• _About this exercise_
Could you please find each line in the records that contains the word "below" and copy it?
-- Opening Marker --
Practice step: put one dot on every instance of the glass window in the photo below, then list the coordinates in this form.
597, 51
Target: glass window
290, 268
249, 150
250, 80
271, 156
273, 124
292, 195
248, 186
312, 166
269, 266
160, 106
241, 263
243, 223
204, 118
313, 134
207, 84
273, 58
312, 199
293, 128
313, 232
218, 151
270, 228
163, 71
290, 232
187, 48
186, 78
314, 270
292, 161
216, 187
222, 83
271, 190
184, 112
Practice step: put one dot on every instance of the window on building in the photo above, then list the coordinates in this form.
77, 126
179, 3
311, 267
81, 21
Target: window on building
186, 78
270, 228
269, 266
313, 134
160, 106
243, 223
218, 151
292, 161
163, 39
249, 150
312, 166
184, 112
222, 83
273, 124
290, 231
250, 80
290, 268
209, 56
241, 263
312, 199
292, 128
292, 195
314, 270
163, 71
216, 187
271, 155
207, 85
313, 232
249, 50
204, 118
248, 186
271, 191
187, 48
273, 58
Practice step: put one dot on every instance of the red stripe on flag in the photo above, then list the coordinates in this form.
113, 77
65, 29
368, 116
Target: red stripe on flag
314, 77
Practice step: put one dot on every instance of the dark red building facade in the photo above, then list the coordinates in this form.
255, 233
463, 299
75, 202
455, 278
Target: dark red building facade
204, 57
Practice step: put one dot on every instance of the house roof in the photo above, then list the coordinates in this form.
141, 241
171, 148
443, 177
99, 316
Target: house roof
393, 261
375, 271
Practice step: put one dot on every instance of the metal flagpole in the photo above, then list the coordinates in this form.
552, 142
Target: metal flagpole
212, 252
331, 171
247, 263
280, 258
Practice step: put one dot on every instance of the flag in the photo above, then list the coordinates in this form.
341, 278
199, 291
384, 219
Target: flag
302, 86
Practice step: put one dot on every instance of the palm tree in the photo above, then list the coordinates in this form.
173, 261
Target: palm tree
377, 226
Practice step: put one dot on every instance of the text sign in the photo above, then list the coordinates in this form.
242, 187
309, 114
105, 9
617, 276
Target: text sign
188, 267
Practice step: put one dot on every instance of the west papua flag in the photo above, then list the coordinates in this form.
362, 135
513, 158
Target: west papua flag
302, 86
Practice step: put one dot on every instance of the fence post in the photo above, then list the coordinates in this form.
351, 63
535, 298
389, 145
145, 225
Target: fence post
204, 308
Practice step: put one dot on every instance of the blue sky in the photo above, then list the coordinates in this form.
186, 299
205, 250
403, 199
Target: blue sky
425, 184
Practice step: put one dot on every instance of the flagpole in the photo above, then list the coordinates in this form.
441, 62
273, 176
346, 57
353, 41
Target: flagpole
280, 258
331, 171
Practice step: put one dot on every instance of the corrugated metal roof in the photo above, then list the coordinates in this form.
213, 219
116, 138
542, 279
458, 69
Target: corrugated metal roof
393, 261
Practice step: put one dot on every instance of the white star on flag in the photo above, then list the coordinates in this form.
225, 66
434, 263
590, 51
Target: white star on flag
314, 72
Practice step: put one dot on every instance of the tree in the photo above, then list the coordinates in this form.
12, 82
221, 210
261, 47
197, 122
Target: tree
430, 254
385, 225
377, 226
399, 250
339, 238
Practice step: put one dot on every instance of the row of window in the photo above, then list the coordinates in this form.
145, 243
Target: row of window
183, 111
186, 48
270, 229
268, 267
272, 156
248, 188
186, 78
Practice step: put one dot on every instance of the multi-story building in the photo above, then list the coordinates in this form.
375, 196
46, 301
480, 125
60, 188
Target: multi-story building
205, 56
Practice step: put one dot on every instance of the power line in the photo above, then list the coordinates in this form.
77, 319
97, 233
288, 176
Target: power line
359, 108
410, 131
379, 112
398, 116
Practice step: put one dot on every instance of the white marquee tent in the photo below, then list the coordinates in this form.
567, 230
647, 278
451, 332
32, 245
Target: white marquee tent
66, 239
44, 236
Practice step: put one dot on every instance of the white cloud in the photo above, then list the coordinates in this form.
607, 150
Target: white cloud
-- Closing Marker --
• _Expected answer_
Practice step: put one dot on every instance of the glass window in the photo below, then list the coordinates in this form.
Practice step: put one dot on every instance of the white marquee tent in the photo below, then list the coordinates in this form.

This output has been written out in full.